From Sunday May 20th drivers of vehicles more than four years old face tough new compulsory checks as the French government rolls out a new contrôle technique – the compulsory test of roadworthiness taken every two years that is similar to the MOT in the UK.
Essentially, the new contrôle technique is much stricter than the old one, and almost certainly more expensive, with the tests expected to cost between €10 and €20 more on average than the current price which ranges from €65 to €90.
The test will also likely take around 45 minutes rather than the current 30 minutes depending on the state and model of the vehicle.
Testers will now have to check the vehicles on 134 different points rather than 124 previously and the new test will introduce “critical faults” which “constitute a direct and immediate danger for road safety or that have a serious impact on the environment” (more on this later).
There will be nine different categories meaning there will be a total of a possible 610 different faults compared to 410 previously. For example seat belts, which were tested as one point previously, will now be looked at on four different points.
There are 140 potentially minor faults that could be flagged up. But while drivers should make the necessary repairs they are not obliged to bring the car back for a new test and can continue driving as normal.
However if a vehicle is found to have one of the 341 “major” faults then this will require a follow-up visit to an official test centre within two months in order for the car to be given the all-clear.
Vehicles with these “major” faults can be driven during this period but the repairs must obviously be carried out before the retest.
Up until now there were two possible results of the test: favorable – meaning the car is essentially given the green light and défavorable which meant repairs had to be carried out and a new test taken within two months.
But under the new system a third and far more drastic test result has been introduced.
The driver of any vehicle that is flagged up for having a “critical fault” – of which there are a possible 129 – such as defective breaks, faulty seatbelts, gearbox problems, will basically have until midnight that day to get the car to a garage.
A sticker including the date of the test will be placed on the car's windscreen that will alert police to the fact the car has failed the test and cannot be driven beyond that date.
Drivers risk a €135 fine and having the vehicle's registration certificate (carte grise) withdrawn if they fail to book an appointment with a garage to fix the problem and carry on driving the vehicle. The car must be taken in for a retest within two months.
Drivers should note that the retests, or “contre-visites” as they are called in French, which had often been free in the past, will likely come with a fee depending on how long the test takes.
Figures of between €25 and €30 have been suggested although in some reports drivers have been warned they may have to pay the full price once again.
Drivers of older cars have been panicking that their vehicles will automatically fail the new tests and they will have to trade them in for a new and more expensive car.
But those in the car industry say the new tests will simply be tough on those vehicles that have have not been well-maintained rather than simply old cars.
“If a car, even an old one, is well maintained, then there won't be a problem,” Philippe Blondel from car repair company Norauto told BFM TV.

- **TASKS TO COMPLETE**:
• A. In the article on France's new contrôle technique, on how many points will testers now have to check each vehicle?
• B. Reproduce the passage of the contrôle technique article beginning with "The test will also" and ending with "four different points.".
• C. Carry on the article about France's stricter contrôle technique, picking up after its final sentence.

- **EXTRACTED ENTRIES**:
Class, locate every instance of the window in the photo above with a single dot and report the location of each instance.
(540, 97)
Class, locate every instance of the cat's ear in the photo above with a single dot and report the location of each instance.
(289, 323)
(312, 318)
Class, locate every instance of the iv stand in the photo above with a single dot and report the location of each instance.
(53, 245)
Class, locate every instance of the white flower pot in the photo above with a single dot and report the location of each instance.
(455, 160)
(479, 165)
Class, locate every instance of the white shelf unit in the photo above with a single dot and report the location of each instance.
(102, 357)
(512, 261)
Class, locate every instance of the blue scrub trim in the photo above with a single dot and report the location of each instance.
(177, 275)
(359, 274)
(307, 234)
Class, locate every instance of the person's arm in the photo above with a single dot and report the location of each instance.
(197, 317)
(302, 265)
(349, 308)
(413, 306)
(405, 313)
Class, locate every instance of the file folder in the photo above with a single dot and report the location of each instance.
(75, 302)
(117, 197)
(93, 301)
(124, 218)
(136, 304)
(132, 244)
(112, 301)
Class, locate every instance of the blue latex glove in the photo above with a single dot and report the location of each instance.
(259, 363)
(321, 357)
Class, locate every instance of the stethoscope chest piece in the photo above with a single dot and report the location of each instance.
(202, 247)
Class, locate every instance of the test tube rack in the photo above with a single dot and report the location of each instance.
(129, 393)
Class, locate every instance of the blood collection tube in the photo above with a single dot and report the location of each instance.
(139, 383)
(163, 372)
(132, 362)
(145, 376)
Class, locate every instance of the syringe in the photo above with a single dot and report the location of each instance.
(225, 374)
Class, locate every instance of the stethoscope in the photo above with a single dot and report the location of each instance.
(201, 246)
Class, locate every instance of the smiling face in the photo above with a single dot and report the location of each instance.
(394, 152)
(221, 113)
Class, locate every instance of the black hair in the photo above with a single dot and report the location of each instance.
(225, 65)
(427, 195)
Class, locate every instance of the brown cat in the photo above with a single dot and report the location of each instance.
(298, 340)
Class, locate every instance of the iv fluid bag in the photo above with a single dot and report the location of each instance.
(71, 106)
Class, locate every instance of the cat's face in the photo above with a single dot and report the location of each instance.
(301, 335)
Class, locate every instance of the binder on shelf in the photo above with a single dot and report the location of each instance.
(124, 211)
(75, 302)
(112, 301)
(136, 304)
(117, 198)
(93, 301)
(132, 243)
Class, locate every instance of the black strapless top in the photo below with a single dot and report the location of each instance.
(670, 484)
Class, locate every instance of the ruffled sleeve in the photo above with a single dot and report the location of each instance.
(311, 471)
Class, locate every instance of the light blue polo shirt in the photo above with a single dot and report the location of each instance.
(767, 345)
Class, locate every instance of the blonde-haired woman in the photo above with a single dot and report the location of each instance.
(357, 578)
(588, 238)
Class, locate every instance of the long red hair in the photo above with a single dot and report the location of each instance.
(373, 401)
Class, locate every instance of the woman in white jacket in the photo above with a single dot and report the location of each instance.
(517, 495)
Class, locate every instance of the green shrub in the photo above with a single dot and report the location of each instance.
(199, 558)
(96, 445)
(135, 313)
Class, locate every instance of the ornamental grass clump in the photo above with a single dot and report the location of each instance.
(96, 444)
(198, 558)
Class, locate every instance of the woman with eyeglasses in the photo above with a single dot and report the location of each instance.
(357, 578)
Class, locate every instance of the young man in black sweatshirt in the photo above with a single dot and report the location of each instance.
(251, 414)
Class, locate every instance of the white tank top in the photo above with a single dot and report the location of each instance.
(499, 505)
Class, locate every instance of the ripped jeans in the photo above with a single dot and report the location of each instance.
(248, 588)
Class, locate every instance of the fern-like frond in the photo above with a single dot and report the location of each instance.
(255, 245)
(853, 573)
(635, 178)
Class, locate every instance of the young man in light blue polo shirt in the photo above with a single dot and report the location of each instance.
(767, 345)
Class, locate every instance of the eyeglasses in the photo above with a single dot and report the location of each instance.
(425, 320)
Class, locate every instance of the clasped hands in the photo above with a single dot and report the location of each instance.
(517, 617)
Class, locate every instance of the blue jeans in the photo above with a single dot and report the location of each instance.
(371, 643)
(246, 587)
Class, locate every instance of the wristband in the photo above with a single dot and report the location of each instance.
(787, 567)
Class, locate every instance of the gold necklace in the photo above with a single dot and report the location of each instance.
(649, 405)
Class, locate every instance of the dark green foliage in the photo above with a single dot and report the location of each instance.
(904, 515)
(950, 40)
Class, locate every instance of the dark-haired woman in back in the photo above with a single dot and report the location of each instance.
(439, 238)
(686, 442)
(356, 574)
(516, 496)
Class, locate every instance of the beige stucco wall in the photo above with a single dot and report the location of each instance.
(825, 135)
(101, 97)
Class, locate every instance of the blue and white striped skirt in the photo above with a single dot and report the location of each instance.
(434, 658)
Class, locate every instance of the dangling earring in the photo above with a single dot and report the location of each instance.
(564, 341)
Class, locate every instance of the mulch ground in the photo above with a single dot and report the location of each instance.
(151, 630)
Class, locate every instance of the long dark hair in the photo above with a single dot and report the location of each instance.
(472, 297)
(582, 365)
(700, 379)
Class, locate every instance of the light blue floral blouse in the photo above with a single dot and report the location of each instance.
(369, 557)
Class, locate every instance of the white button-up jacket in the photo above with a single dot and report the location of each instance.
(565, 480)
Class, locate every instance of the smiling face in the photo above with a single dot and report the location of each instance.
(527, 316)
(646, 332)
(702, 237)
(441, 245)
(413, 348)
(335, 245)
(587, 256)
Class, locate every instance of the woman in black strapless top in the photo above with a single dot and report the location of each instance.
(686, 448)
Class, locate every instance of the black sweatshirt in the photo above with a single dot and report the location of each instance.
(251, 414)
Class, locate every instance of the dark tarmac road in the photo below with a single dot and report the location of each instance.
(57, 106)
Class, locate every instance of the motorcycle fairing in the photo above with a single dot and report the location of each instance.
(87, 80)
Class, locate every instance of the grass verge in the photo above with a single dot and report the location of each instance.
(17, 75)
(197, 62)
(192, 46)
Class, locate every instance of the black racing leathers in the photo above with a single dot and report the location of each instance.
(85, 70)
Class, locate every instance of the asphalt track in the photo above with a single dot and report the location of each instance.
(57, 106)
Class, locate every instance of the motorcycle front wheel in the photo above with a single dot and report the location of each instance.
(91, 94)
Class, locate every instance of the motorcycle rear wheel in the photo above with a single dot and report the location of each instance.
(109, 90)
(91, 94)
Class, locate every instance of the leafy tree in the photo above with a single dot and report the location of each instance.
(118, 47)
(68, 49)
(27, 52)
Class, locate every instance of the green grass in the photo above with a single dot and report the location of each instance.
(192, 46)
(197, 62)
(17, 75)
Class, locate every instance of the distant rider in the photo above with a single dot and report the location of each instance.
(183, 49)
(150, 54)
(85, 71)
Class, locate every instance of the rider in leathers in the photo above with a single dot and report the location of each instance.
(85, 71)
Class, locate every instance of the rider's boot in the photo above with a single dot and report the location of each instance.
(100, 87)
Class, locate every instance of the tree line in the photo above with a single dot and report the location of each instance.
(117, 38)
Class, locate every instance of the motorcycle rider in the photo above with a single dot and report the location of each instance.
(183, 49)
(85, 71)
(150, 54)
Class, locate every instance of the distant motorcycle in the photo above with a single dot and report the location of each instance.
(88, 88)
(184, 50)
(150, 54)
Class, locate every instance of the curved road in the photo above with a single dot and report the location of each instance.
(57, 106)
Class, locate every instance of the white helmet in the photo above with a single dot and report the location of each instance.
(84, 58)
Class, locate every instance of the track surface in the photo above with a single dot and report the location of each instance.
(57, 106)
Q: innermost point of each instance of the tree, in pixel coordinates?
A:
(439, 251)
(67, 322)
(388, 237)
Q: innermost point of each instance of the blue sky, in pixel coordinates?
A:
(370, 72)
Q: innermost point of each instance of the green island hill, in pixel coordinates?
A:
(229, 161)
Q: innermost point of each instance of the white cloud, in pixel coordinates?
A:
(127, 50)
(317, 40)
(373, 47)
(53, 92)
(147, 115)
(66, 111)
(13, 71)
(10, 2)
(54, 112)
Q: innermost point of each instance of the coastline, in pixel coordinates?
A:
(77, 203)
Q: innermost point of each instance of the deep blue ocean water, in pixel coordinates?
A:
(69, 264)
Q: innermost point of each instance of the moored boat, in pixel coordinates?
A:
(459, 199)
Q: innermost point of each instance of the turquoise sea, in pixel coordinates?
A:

- **ANSWERS**:
• A. 134 points, up from 124 previously.

• B.
The test will also likely take around 45 minutes rather than the current 30 minutes depending on the state and model of the vehicle.
Testers will now have to check the vehicles on 134 different points rather than 124 previously and the new test will introduce “critical faults” which “constitute a direct and immediate danger for road safety or that have a serious impact on the environment” (more on this later).
There will be nine different categories meaning there will be a total of a possible 610 different faults compared to 410 previously. For example seat belts, which were tested as one point previously, will now be looked at on four different points.

• C.
Bernard Bourrier from the National Council of Automobile professionals said only 2 to 3 percent of cars were likely to have “critical faults”.
“We are talking about a really critical situation such as bald tyres or a big crack in the windscreen that hampers visibility,” he told France Info. “So there's no reason to panic”.
But motorists in France appear to be doing just that, with many trying to get their vehicle through the contrôle technique before the new rules come into place.
In April the number of vehicles being checked at the official centres rose by 60 percent and staff have spoken of how there are already several vehicles waiting to be checked when they turn up at work in the morning.
Those who have had the vehicles put through the côntrole technique before May 20th won't be subject to the new system until their car is due for a new test in two years' time.
But vehicles who fail their test before May 20th and are forced to retake a côntrole technique will be subject to the stricter testing that will keep dangerous vehicles off the road.
Automobile associations in France have been generally favourable to the new testing regime, believing it will encourage motorists to better maintain their cars and carry out pretest checks with garages to avoid the vehicle failing the côntrole technique and being forced off the road.
The changes to the car tests have been brought in because of an EU directive, adopted in 2014, that was designed to reduce the number of deaths on the roads by 2020, a part of which sought to take potentially dangerous unroadworthy vehicles out of service.
So this time it is Brussels rather than the government in Paris that has brought about the change as the EU attempts to harmonise the checks on vehicles.
A survey in 2016 revealed that a third of French drivers forget to get their vehicle's contrôle technique done on time.
Other important information about the contrôle technique
- The first côntrole technique must be carried out in the 6 months before the car is four years old
- Tests must be carried out by official certiified test centres of which there are thousands around the country. CLICK HERE to find one near you.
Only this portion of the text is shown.